Page excerpt –
___

Thirdly, look at the physical length of this lens: 273.95mm, that's almost 26mm longer than the current state of the art Canon EF 300mm f2.8L Mk II lens. Canon is hardly going to replace that with a longer lens! So why is the MFT design physically longer? Well, by relaxing the physical specifications of a lens (allowing it to be bigger), a lens design engineer has more scope to deliver high optical performance without having to resort to as many exotic and expensive optical materials. Or, by doing both, relaxing the size specification and using exotic materials, even higher optical performance can be achieved (like Zeiss Otus lenses). By the way, this Canon design is physically slightly shorter than the Olympus 300mm f2.8 4/3 lens.

For whatever reason, Canon has decided to design and patent this MFT lens. Time will tell if if ever sees the light of day.


----------



## KiagiJ (Oct 8, 2016)

Yes absolutely they need a 50mm 1.2 ii asap! That should be priority as the sigma art kicks its ass and canon already put up their new 35 1.4 to defend against the sigma 35 art so, a 50 should hopefully be soon. I want that as although my 50 sigma is great optically the focus is crap on my 1dx2 so I just want a good canon 50 so its future proofed with new canon bodies and just know it'll viewfinder focus accurately in future unlike a sigma


----------



## AUGS (Oct 8, 2016)

David Soares said:


> Come on, think about the specs of this lens. It clearly is not a Canon EF (DSLR full frame) or an EF-S (APS-C) lens. Instead, it is a Canon Micro Four Thirds (MFT) lens.
> 
> First of all the Image height is 21.64mm. That is about the image circle diameter of MFT (21.60mm to be exact). That specification has no relevance to full frame or APS-C image dimensions. Canon Rumors used Google Translate, so the translation isn't exact. "Image height" should be "Image Diameter".
> 
> ...



Actually, sorry to correct you, but this is for a full frame lens.

The image height in these patents is the image circle radius. 21.6mm is the half diagonal of a full frame sensor, and is the horizontal axis dimension used in the MTF Charts of a full frame lens. 
The angle of view is also the "half angle" (I have no idea why it is like this in the patents, but assume it is the same reason they use image circle radius and not diameter). So 4.23 degrees half angle is 8.46 degrees full angle of view which is nearly the same as the spec for the EF 300mm f/2.8L IS II USM Lens.
You can also see this information in other patents. Refer to this:
http://www.canonrumors.com/patent-canon-ef-24-105mm-f4l-is-ii/

What I do find interesting in the patent is the BF 60.8 and slightly longer lens. As you said, this will probably mean less exotic element designs, and in making the lens slightly longer and possibly smaller diameter, may mean a reduction in weight of the overall lens.

___

What is required – Please reproduce the part of the lens patent discussion that starts at "Actually, sorry to" and ends at "II USM Lens.", word for word.

___

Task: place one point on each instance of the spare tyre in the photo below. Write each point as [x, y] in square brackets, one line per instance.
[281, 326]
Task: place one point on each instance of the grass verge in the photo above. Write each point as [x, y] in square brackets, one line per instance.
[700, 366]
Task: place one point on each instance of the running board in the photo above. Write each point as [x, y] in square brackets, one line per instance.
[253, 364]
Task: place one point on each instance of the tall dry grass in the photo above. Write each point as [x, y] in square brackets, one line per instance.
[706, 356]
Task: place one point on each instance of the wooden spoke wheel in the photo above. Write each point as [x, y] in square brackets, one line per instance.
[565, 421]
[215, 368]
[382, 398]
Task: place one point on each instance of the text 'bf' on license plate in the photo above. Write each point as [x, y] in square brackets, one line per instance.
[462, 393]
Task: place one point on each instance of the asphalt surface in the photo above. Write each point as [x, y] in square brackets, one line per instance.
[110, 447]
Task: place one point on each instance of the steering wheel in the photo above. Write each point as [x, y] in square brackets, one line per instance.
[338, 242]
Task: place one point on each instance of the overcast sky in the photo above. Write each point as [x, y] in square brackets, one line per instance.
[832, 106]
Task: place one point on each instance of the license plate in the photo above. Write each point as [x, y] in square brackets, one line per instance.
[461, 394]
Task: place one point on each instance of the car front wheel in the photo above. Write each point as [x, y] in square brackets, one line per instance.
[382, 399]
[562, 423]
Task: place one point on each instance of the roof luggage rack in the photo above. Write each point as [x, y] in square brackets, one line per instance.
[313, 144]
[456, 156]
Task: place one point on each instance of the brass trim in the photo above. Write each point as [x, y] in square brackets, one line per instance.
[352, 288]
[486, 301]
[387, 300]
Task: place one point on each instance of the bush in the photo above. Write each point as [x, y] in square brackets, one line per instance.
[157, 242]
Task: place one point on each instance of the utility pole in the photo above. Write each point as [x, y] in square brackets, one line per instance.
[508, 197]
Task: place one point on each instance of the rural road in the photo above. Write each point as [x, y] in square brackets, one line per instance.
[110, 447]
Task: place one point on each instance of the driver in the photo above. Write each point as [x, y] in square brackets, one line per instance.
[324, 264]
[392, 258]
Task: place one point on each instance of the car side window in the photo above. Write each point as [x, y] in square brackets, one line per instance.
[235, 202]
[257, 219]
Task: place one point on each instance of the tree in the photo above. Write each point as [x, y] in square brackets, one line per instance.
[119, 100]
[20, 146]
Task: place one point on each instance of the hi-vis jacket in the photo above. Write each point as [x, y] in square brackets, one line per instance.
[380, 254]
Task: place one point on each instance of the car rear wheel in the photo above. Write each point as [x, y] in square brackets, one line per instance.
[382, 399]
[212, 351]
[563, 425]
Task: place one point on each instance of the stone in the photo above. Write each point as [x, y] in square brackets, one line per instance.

___

Task response –
Actually, sorry to correct you, but this is for a full frame lens.

The image height in these patents is the image circle radius. 21.6mm is the half diagonal of a full frame sensor, and is the horizontal axis dimension used in the MTF Charts of a full frame lens. 
The angle of view is also the "half angle" (I have no idea why it is like this in the patents, but assume it is the same reason they use image circle radius and not diameter). So 4.23 degrees half angle is 8.46 degrees full angle of view which is nearly the same as the spec for the EF 300mm f/2.8L IS II USM Lens.